> [REQUIREMENT A] List every study citation in the text about family history of alcoholism and ventral-striatal activity.
> [REQUIREMENT B] Resume the text about family history of alcoholism and ventral-striatal activity, beginning right after its last sentence.

> [TEXT EXCERPT]
Lack of Family History of Alcoholism Effects in Ventral-Striatum

Contrary to our hypothesis, our family-history groups did not differ on ventral-striatal activity. Previous findings of abnormal ventral-striatal activity in adolescent/young adult FHP or alcohol-dependent individuals were often associated with high impulsivity or alcohol use (Beck et al, 2009; Bjork et al, 2008a; Bjork et al, 2008b; Heitzeg et al, 2008; Heitzeg et al, 2010; Wrase et al, 2007). The lack of ventral-striatal findings in this sample may have been due to the FHP and FHN groups’ similar impulsivity and alcohol use levels. Ventral-striatal abnormalities may only be present in FHPs with high impulsivity or excess alcohol use or may partially reflect a developmental delay observable during adolescence/young adulthood.

> [DATA SHOWN]
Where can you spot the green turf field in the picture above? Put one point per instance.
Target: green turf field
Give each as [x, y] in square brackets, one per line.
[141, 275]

> [EXERCISE RESPONSE A] Beck et al, 2009; Bjork et al, 2008a; Bjork et al, 2008b; Heitzeg et al, 2008; Heitzeg et al, 2010; Wrase et al, 2007

> [EXERCISE RESPONSE B]
Associations between Neural, Impulsivity-Related and Drinking Measures

Greater left insula/IFG cluster activity was associated with higher impulsivity (self-reported impulsivity and sensation seeking (F2) and steeper delay discounting (F4)). Taken together, the trend towards greater right insula/IFG recruitment (previously associated with higher self-reported impulsivity as measured by Eysenk’s Impulsivity Scale (Horn et al, 2003)) and significantly greater left insula/IFG recruitment in FHPs, and associations between left insula/IFG activity and impulsiveness across both groups, are consistent with diminished cognitive efficiency of response inhibition processes in FHPs.

Steeper delay discounting (F4) was associated with more past-month drinking, consistent with previous research (Kollins, 2003). This impulsivity component may predispose towards alcohol use. Given the trend correlations between F4 and alcohol-onset age, an alternate explanation involving early alcohol exposure leading to increased choice impulsivity also warrants consideration (Nasrallah et al, 2009).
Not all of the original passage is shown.